• **The problem**: Please transcribe the listing below in full and word for word, without its pictures.

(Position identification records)
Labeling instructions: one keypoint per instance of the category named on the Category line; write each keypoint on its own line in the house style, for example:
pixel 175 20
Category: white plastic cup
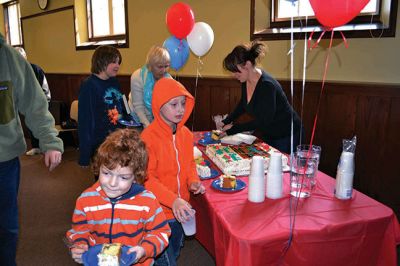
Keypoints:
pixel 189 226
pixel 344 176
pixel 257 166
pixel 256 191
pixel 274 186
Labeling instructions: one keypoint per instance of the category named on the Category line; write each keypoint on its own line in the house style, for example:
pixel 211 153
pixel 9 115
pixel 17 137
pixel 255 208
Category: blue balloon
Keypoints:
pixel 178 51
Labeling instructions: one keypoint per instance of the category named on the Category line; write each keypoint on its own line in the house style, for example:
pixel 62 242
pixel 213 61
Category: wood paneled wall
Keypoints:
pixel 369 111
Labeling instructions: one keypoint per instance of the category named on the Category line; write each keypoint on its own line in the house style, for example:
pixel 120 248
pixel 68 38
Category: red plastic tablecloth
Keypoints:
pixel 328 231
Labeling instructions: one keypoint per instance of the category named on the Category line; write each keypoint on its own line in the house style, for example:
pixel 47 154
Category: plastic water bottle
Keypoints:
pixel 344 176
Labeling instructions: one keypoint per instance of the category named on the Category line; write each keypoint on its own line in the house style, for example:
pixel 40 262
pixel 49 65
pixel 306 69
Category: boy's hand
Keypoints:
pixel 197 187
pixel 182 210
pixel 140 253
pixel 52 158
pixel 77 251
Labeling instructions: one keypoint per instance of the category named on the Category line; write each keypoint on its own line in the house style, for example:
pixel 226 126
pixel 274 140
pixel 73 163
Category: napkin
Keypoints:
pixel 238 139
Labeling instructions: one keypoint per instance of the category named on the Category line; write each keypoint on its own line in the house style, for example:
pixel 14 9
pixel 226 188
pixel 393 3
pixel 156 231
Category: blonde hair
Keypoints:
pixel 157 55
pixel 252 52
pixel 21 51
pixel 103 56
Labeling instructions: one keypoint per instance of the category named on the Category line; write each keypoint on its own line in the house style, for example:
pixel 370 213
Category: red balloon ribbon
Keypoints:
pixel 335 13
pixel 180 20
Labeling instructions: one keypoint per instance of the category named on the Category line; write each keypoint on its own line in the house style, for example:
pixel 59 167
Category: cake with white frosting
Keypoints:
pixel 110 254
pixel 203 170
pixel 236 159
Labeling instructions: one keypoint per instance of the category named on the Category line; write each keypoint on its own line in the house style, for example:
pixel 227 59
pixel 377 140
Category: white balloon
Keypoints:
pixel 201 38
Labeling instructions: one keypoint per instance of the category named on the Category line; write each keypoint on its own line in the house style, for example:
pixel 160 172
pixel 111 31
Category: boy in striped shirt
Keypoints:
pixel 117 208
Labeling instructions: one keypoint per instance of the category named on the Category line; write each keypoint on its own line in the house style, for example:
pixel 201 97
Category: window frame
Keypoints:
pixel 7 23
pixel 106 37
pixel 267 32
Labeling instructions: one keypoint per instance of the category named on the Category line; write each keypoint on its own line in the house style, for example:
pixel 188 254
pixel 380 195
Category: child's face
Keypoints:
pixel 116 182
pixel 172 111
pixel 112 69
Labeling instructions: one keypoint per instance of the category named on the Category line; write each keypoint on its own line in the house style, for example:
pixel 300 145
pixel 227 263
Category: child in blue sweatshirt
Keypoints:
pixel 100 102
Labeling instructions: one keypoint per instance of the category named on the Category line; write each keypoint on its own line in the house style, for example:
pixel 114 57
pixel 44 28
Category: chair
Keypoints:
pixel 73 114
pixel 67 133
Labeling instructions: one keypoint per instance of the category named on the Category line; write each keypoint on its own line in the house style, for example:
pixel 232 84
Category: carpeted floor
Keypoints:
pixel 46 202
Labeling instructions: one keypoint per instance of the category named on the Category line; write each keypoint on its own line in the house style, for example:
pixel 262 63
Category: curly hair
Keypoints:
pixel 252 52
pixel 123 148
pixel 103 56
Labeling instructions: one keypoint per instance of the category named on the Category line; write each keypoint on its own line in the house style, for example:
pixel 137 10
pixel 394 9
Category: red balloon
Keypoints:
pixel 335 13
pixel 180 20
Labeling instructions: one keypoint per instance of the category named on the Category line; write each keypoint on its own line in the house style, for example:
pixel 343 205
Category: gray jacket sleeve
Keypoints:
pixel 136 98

• **Output of the task**:
Labeling instructions: one keypoint per instance of the category named on the Category line; write each keypoint on its own line in the house style, for example:
pixel 175 20
Category: white plastic cup
Keypoints:
pixel 189 226
pixel 344 176
pixel 257 166
pixel 256 191
pixel 274 186
Labeling instructions: one keypoint per instance of the category named on the Category line; write each keypoint on its own line in the house style, for example:
pixel 211 153
pixel 9 115
pixel 17 137
pixel 255 208
Category: blue balloon
Keypoints:
pixel 178 51
Labeling instructions: one keypoint per instance of the category named on the Category line; write each keypoint on its own line in the house style, for example:
pixel 62 242
pixel 213 61
Category: wood paneled wall
Keypoints:
pixel 369 111
Labeling instructions: one keypoint per instance of the category named on the Category line; write each keypoint on its own line in the house style, for example:
pixel 120 248
pixel 68 38
Category: red plastic tablecloth
Keypoints:
pixel 328 231
Labeling instructions: one keypoint per instance of the category named on the Category line; write each keypoint on its own line in the house style, for example:
pixel 47 154
Category: plastic water bottle
Keypoints:
pixel 344 176
Labeling instructions: one keypoint per instance of the category named on the Category line; write each keypoint on its own line in the house style, for example:
pixel 40 262
pixel 49 65
pixel 306 69
Category: boy's hand
Keypoints:
pixel 197 187
pixel 182 210
pixel 140 253
pixel 52 158
pixel 77 251
Labeling instructions: one keypoint per instance of the category named on the Category line; write each keypoint on its own line in the house style, for example:
pixel 226 126
pixel 274 140
pixel 73 163
Category: napkin
Keypoints:
pixel 238 139
Labeling instructions: one keypoint per instance of the category named on the Category line; write each keypoint on its own line in the house style, for example:
pixel 14 9
pixel 226 188
pixel 393 3
pixel 156 231
Category: blonde hair
Keypoints:
pixel 157 55
pixel 252 52
pixel 21 51
pixel 103 56
Labeling instructions: one keypoint per instance of the category named on the Category line; write each keypoint on its own line in the house style, for example:
pixel 370 213
Category: red balloon ribbon
Keypoints:
pixel 335 13
pixel 180 20
Labeling instructions: one keypoint per instance of the category named on the Category line; write each keypoint on its own line in the house style, for example:
pixel 59 167
Category: cake with white frosting
Keypoints:
pixel 110 254
pixel 203 170
pixel 236 159
Labeling instructions: one keypoint per instance of the category named on the Category line; write each keypoint on its own line in the house style, for example:
pixel 227 59
pixel 377 140
Category: white balloon
Keypoints:
pixel 201 38
Labeling instructions: one keypoint per instance of the category named on the Category line; write each keypoint on its own line in the house style, for example:
pixel 160 172
pixel 111 31
Category: boy in striped shirt
Keypoints:
pixel 117 208
Labeling instructions: one keypoint per instance of the category named on the Category line; write each keypoint on its own line in the house style, for example:
pixel 201 97
Category: window frame
Keypoints:
pixel 7 23
pixel 106 37
pixel 267 32
Labeling instructions: one keypoint per instance of the category named on the Category line; write each keypoint on its own line in the house style, for example:
pixel 188 254
pixel 380 195
Category: child's face
Keypoints:
pixel 116 182
pixel 172 111
pixel 112 69
Labeling instructions: one keypoint per instance of the category named on the Category line; write each keypoint on its own line in the house style, for example:
pixel 300 145
pixel 227 263
Category: child in blue sweatshirt
Keypoints:
pixel 100 102
Labeling instructions: one keypoint per instance of the category named on the Category line; write each keypoint on its own line in the house style, for example:
pixel 114 57
pixel 44 28
Category: chair
Keypoints:
pixel 73 114
pixel 67 133
Labeling instructions: one keypoint per instance of the category named on the Category line; write each keypoint on its own line in the house style, for example:
pixel 232 84
Category: carpeted floor
Keypoints:
pixel 46 202
Labeling instructions: one keypoint per instance of the category named on the Category line; write each keypoint on its own line in the house style, for example:
pixel 262 63
Category: curly hair
Keypoints:
pixel 252 52
pixel 123 148
pixel 103 56
Labeling instructions: one keypoint per instance of the category named on the Category line; write each keypoint on its own line in the house style, for example:
pixel 137 10
pixel 394 9
Category: red balloon
Keypoints:
pixel 335 13
pixel 180 20
Labeling instructions: one keypoint per instance of the category named on the Category line; write each keypoint on its own line in the house style, for example:
pixel 343 205
Category: gray jacket sleeve
Keypoints:
pixel 136 98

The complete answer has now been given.